What is needed » The result should be a word-for-word retyping of the entries below, free of pictures.
Data in this exercise section start
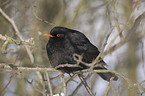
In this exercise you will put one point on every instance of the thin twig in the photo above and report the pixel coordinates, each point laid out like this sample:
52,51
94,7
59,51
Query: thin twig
109,85
17,33
6,66
49,83
76,89
64,84
133,28
86,85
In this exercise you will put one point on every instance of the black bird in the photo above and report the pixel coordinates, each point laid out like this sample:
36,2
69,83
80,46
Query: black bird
64,47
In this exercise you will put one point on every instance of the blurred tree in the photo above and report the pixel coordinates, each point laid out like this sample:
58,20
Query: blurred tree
106,23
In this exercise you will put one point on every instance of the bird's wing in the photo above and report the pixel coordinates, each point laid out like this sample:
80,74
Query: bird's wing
83,45
79,41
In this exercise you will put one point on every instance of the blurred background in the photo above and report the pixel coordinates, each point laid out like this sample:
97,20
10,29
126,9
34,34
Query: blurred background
99,20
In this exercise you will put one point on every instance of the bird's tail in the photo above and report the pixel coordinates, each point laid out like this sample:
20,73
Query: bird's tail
107,76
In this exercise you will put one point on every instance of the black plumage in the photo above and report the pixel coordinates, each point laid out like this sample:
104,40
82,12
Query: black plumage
62,46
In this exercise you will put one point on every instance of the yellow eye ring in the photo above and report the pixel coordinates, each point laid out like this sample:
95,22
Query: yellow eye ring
58,35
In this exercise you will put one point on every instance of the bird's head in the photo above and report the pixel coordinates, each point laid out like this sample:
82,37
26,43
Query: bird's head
57,32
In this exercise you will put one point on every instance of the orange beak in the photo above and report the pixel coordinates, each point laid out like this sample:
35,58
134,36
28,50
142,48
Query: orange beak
49,35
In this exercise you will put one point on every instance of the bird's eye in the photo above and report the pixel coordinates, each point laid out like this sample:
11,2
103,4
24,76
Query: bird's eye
58,35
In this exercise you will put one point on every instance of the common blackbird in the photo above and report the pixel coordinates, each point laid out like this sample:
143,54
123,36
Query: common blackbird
66,47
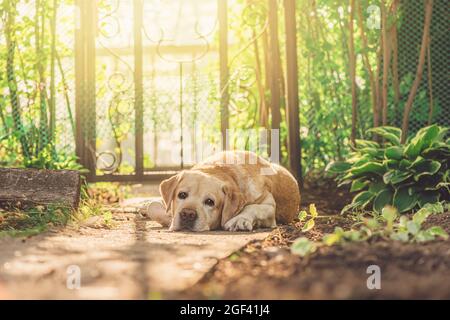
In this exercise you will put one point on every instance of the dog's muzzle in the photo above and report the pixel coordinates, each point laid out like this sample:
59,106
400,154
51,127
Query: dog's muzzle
187,218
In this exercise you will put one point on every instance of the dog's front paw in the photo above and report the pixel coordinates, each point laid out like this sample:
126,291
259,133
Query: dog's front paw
239,223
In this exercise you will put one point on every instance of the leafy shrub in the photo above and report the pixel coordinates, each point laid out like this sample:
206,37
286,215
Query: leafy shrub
405,176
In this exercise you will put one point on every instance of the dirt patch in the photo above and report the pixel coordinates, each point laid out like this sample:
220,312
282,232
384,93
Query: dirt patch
267,270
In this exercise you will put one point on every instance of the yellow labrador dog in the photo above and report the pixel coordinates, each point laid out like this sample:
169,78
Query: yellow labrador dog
233,190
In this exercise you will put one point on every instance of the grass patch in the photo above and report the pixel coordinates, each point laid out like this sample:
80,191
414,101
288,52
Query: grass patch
26,223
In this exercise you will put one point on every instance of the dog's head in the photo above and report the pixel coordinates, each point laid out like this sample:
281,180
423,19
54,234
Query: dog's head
199,201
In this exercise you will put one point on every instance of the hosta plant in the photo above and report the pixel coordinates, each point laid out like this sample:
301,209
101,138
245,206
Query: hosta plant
406,176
Data in this exercise section end
Solution »
In this exercise you will put one point on every instance of the thin twig in the photo above and report the pixel coordinates, each point laid out like this sample:
52,51
94,7
59,51
Query: thin twig
109,85
17,33
6,66
49,83
76,89
64,84
133,28
86,85
In this exercise you will put one point on every instance of the black bird in the photo above and report the pixel coordinates, each point laid out like this sample:
36,2
69,83
80,46
Query: black bird
64,47
In this exercise you will put one point on every instance of the blurred tree in the photo above and report the pixel coordinates, each point laid out like this sample:
58,20
Query: blurred tree
106,23
In this exercise you will put one point on every instance of the bird's wing in the photo above and report the pixel coordinates, each point laid out like this sample:
80,74
Query: bird's wing
83,45
79,41
In this exercise you will put one point on every instance of the blurred background in the photo above and report the pixel coordinates, each point laid out like this sample:
97,20
10,29
126,9
34,34
Query: blurred background
99,20
In this exercise you will put one point on every instance of the bird's tail in the photo above and report the pixel coordinates, each point laid out like this sample:
20,73
Query: bird's tail
107,76
In this exercise you will put one point on every instance of the black plumage in the photo above and report the pixel coordinates, each point laid out like this sample:
104,40
82,12
Query: black plumage
62,46
In this exercise you will put one point on every instance of the yellow eye ring in the photo above and report the pixel coordinates, each point laid out like this sample:
95,22
Query: yellow eye ring
58,35
In this exercise you will put one point on every instance of the bird's head in the photo above and report the pixel coordinates, each point laid out like this sample:
82,37
26,43
Query: bird's head
57,32
In this exercise you will put one point on every instance of the orange beak in the photo above and report the pixel coordinates, each point laid out like this sample:
35,58
134,36
28,50
142,48
Query: orange beak
49,35
In this exercise you will put one point on every instance of the bird's eye in the photo above and report the pixel coordinates, each point laid out like this sample:
11,2
103,4
24,76
Query: bird's eye
58,35
In this exercise you will put one point on every instance of the common blackbird in the photo above and report the pixel coordinates, each point laid out like this sample:
143,54
123,36
Query: common blackbird
66,47
In this exercise you will put one point on every instance of the dog's muzzle in the photo above and report the pixel coordinates, each point laid out like this sample:
59,106
400,154
51,127
Query: dog's muzzle
187,218
In this exercise you will put one point on every instance of the dog's front paw in the photo above and report the pixel coordinates, each point laid out like this sample:
126,291
259,133
Query: dog's front paw
239,223
In this exercise you will put one point on every instance of the leafy shrub in the photo above and report the pixel coordinates, each point laid out like this sample:
206,37
286,215
Query: leafy shrub
405,176
In this exercise you will put one point on every instance of the dirt patch in the photo above and report the pixel coordinates, each point laid out like this sample:
220,312
282,232
384,93
Query: dirt patch
267,270
In this exercise you will put one point on every instance of the yellow labrador dog in the photo above and report the pixel coordinates, each point laid out like this sample:
169,78
Query: yellow labrador dog
233,190
In this exercise you will put one point on every instance of the grass patch in the photo above and report the pixel coordinates, each point laid out like this sample:
80,191
414,101
288,52
Query: grass patch
26,223
In this exercise you will put one point on every instance of the dog's head in the photo above and report the pixel coordinates, each point laid out like this sample:
281,180
423,19
54,234
Query: dog's head
199,201
In this exercise you will put one point on every instance of the hosta plant in the photo above and report the pixel coordinates, each point laid out like this sample:
301,209
101,138
245,206
Query: hosta plant
406,176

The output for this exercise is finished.